# [Request]
Write a continuation of the Hellsbane book review below, picking up right after its last sentence.

══ Passage given ══

Home > Book, Genre, paranormal, Review, romance > Book Review: Hellsbane by Paige Cuccaro (Series, #1)

Book Review: Hellsbane by Paige Cuccaro (Series, #1)

Blonde woman standing near statue of an angel.Summary:
Emma Jane Hellsbane has always had the ability to sense other people’s emotions, and she turned that into a comfortable career as a “psychic.”  All that changes when the cute jock from highschool who mysteriously disappeared halfway through senior year lands on her doorstep with a clawed stomach.  She swiftly finds out that he’s a nephilim–half human, half fallen angel–and so is she.  Without intending to, Emma Jane finds herself swept into the war between the angels and the fallen, as well as attempting to pay off the debt for her father’s sin.

Review:
This was a classic case of not a bad book but I’m not the right audience for it.  I definitely don’t think the summary of the book that I read was quite as clear about the book’s Christian leanings as the one I just wrote for ya’ll.  If it was, I wouldn’t have picked it up.

═══
══ Data lines ══

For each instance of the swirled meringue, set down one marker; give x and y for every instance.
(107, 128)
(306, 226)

═══

# [Final result]
What we have here is what I’m thinking is probably a new category of Christian fiction I was completely unaware of –Christian paranormal clean romance.  Now, I know at least two of my followers who would absolutely LOVE this book for exactly those reasons.  Alas, that’s exactly why I didn’t like it.

The Christian mores and doctrines have a strong presence.  We even go so far as to have Emma Jane come from a Catholic family but be an agnostic herself until hell and heaven literally show up on her doorstep.  As an agnostic myself, I found it rather patronizing to have an agnostic character proven wrong by flesh and blood angels and demons.  Y’know, like that would ever actually happen in real life? The whole scene just felt smug.  On the other hand, I could totally see as a Christian enjoying seeing someone convert from agnostic back to Catholic.  And yes, this book is heavily Catholic.  There is a lot of talk of saints and levels of sin and etc…  This of course means that there are things that I just don’t agree with (like the whole Emma Jane being held responsible for her father’s sin), but that’s only natural considering that this book is geared toward people who believe in those sorts of things.  Kind of like how I can’t stand The Chronicles of Narnia for similar reasons.

The fact that this is a Christian romance also means that there is ZERO SEX.  There is one pretty tame kiss.  If you want clean romance, this is your book, but if you’re like me it, um, is not.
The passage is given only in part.